==== Material for this exercise ====

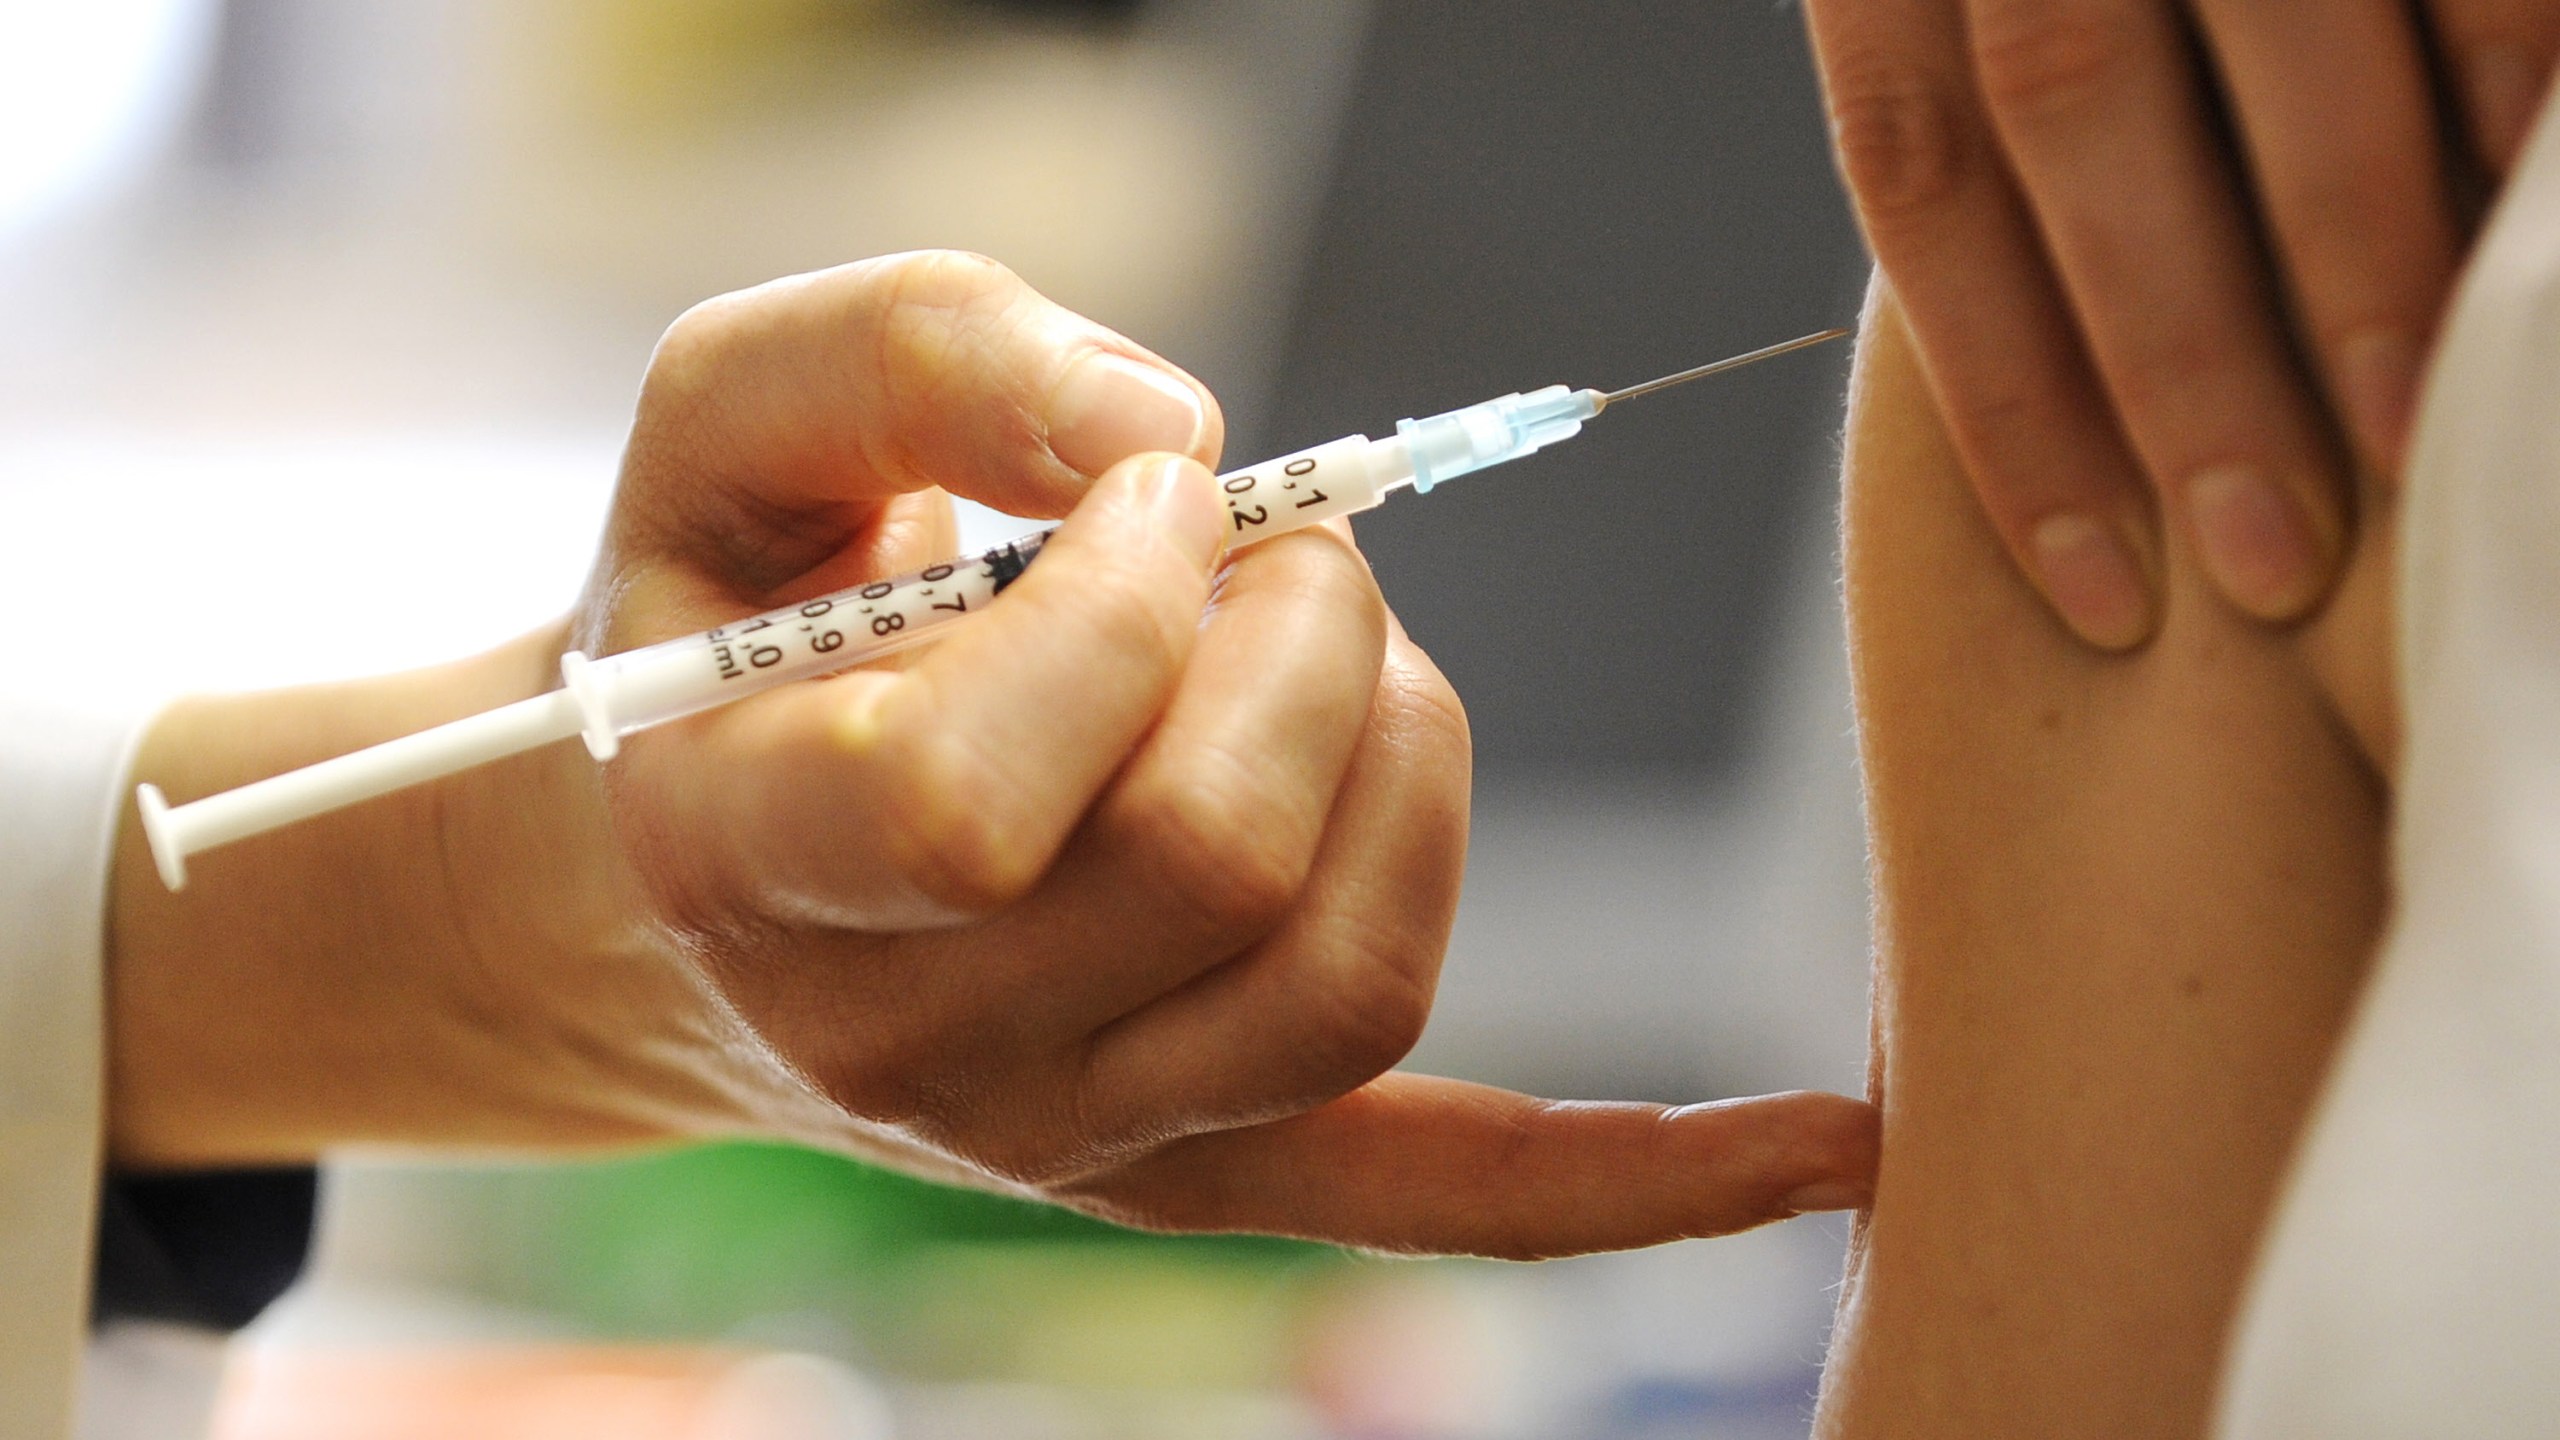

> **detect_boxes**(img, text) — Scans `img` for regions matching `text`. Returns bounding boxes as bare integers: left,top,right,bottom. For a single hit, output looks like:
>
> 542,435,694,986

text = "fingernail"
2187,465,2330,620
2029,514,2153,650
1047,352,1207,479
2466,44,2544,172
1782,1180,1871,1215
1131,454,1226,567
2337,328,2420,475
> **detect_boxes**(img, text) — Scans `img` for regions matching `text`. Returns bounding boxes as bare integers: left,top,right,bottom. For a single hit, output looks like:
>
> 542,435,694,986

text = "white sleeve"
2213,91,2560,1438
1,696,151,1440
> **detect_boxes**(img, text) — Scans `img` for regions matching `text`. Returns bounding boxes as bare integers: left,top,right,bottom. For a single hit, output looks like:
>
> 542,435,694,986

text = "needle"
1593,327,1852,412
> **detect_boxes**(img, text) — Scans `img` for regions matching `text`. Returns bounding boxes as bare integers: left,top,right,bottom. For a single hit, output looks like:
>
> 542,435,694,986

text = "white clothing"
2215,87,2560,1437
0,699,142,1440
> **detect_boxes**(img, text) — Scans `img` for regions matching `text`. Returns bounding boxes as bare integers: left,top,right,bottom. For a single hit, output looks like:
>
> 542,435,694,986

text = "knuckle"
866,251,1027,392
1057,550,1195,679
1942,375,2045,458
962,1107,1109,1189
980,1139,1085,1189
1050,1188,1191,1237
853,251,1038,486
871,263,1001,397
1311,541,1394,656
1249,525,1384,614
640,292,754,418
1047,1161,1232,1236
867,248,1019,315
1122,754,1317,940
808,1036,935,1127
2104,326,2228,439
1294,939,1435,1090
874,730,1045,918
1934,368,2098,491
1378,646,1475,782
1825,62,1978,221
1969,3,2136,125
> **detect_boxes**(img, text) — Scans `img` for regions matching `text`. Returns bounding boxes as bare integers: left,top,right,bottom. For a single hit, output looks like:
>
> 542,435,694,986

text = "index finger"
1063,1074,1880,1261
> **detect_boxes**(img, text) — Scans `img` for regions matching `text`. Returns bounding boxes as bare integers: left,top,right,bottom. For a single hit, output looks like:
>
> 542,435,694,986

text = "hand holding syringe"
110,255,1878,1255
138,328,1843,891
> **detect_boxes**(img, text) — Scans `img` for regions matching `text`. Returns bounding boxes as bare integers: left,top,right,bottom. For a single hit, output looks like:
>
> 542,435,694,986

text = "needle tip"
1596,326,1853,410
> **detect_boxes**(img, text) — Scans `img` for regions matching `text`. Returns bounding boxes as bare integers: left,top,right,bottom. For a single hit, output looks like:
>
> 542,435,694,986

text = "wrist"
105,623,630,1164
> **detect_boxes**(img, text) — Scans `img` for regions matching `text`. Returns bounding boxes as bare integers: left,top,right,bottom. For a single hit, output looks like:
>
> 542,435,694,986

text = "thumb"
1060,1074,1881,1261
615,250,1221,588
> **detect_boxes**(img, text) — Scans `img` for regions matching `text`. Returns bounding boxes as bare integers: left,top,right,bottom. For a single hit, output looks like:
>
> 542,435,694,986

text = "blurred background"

====

* _What you should do_
Every record must be returned exactly. Leave its pictures out.

* _Exercise response_
> **detect_boxes**(img, text) — Scans `img` for regions matching `text`. Returns bounding boxes as bare integers: left,top,right,bottom. For a single hit, output looks like:
>
> 542,435,694,986

text = "fingernail"
2187,465,2330,620
2029,514,2153,650
1047,352,1207,479
2466,44,2544,172
1782,1180,1871,1215
1131,454,1226,567
2337,328,2420,475
> **detect_boxes**(img, text) — Scans `img` for regions matching `text`. Returns bounding boxes as bare integers: left,top,right,bottom. For a single hit, output looks like:
>
> 542,435,694,986

text = "white sleeve"
2213,91,2560,1438
1,696,151,1440
> **detect_boxes**(img, text) — Scans `img` for regions matching `text`. Returns bounding boxes as bare integers: left,top,right,bottom. For a single hit, output looks like:
>
> 542,435,694,986

text = "needle"
1593,327,1852,412
> **detect_boxes**(img, text) — Scans `img` for regions matching `text`. Returns bounding boxes as bare integers: left,top,right,bottom. For a single hit, output looks like:
>
> 542,435,694,986

text = "white clothing"
2215,87,2560,1437
0,699,142,1440
> **detect_boxes**(img, text) — Scans `img` for regions matching `text`. Returns bounding boxes as bare integers: left,top,right,bottom. For a single hit, output looks like:
>
> 542,435,694,986

text = "knuckle"
866,251,1027,392
1057,550,1195,679
1942,375,2045,458
962,1107,1109,1189
980,1139,1085,1189
1050,1188,1191,1237
853,251,1038,486
871,263,1001,397
1311,541,1394,656
1249,525,1384,614
640,292,754,418
1047,1161,1232,1236
867,248,1019,315
1122,754,1317,940
808,1036,935,1127
2104,326,2228,439
1294,939,1435,1090
874,730,1045,918
1934,368,2098,491
1378,646,1475,782
1825,62,1978,221
1969,3,2136,125
> **detect_boxes**(img, text) — Scans `img` for regions matching `text`. Returns bounding boxes as bare integers: left,top,right,bottom. For a single hit, output looks like:
>
> 542,435,694,986

text = "index finger"
1063,1074,1880,1261
> **detect_boxes**(img, text) — Scans `img` for regions matching `text`. Returns bounding boxes as bare integers: left,top,right,bottom. For a single hit, output looks like:
>
> 542,435,694,986

text = "hand holding syringe"
110,255,1878,1255
138,328,1843,891
> **detect_boxes**(img, text) — Scans `img` for regions matching `text`. Returns bounding boxes as bare integers: left,top,right,bottom. For a single hit, output looks like:
>
> 542,435,694,986

text = "needle tip"
1596,326,1853,410
> **detect_boxes**(img, text) — Scans `img` for regions matching `text`. Returns bounding boxes as bare integers: left,top,right,bottom. For a single hit, output looks like:
>
> 542,435,694,986

text = "wrist"
105,623,630,1164
> **detect_boxes**(img, text) — Scans `img` for regions matching `text`. Returns bounding boxes as bare integers: left,top,right,bottom. For a single hit, output looks like:
>
> 542,435,694,986

text = "thumb"
1060,1074,1881,1261
615,250,1221,588
> **detect_boxes**(img, text) — Scans `img` for regions matching `text`. Returns bounding boxes as bare integers: left,top,right,bottom. For a single hit, output looks like:
>
> 542,435,694,986

text = "blurred background"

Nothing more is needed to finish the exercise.